━━ Information shown ━━
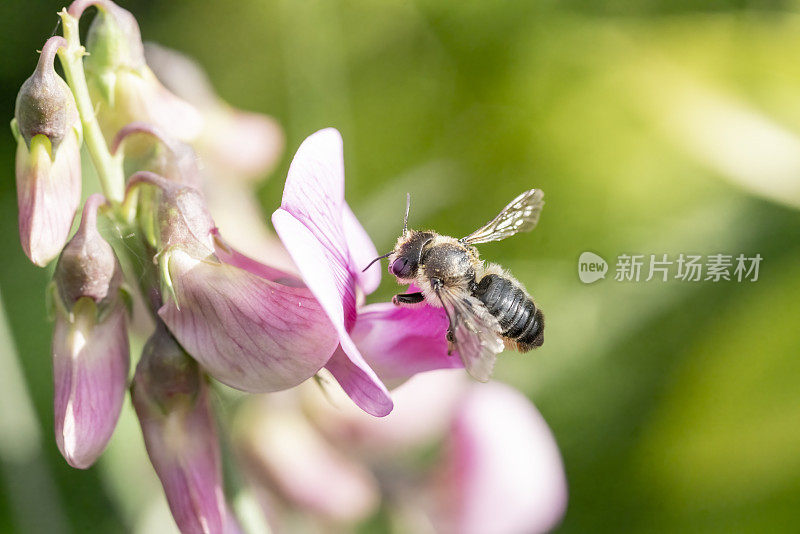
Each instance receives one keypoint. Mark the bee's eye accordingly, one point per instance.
(401, 267)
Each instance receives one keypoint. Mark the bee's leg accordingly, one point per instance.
(407, 298)
(451, 328)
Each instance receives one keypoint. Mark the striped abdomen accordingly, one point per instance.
(518, 316)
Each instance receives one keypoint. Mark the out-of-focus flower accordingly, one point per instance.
(502, 471)
(285, 454)
(330, 248)
(170, 396)
(121, 84)
(48, 168)
(237, 149)
(492, 464)
(170, 158)
(250, 326)
(90, 343)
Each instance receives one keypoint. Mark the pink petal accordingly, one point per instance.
(90, 374)
(248, 332)
(287, 454)
(399, 342)
(48, 194)
(362, 251)
(314, 263)
(314, 197)
(184, 450)
(503, 473)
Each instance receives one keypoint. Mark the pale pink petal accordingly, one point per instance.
(362, 251)
(183, 448)
(424, 408)
(287, 455)
(399, 341)
(347, 364)
(503, 472)
(48, 195)
(90, 375)
(248, 332)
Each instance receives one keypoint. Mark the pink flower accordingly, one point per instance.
(90, 343)
(48, 166)
(250, 326)
(170, 396)
(330, 249)
(502, 471)
(495, 465)
(121, 83)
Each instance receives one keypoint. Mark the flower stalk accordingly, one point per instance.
(109, 169)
━━━
Goal:
Reproduce all of the material above line for line, with no changes, but leave the picture out of your answer.

Full solution:
Each instance receives one keypoint. Mark the bee's eye accordingly, one point per instance.
(401, 267)
Each instance receives one keypoint. Mark the bee's leg accordingly, one point per instance.
(407, 298)
(451, 328)
Each instance receives one keypoint. Mark the striped abdomen accordingly, one point per instance.
(518, 316)
Each instance receives one keypoint. Mark the out-of-focus flower accordingly, one point per instance.
(502, 471)
(285, 454)
(330, 248)
(170, 396)
(121, 84)
(48, 168)
(237, 149)
(492, 464)
(170, 158)
(250, 326)
(90, 343)
Each instance receives one keypoint. Mark the pink petal accordingly, one point per instance.
(90, 374)
(248, 332)
(287, 454)
(399, 342)
(48, 194)
(362, 251)
(314, 263)
(314, 197)
(184, 450)
(503, 473)
Each instance receives one keypoint. Mark the pale pink petal accordingly, one point per instance.
(362, 251)
(183, 448)
(424, 408)
(287, 455)
(399, 341)
(347, 364)
(503, 472)
(48, 195)
(90, 375)
(248, 332)
Each instance receives one keypoint. Mark the pink flower accordingly, one point per instance.
(90, 343)
(48, 166)
(250, 326)
(170, 396)
(330, 249)
(502, 471)
(495, 465)
(121, 83)
Each instance receives one keypoint. Mark the flower stalk accordingly, one point per instance.
(109, 169)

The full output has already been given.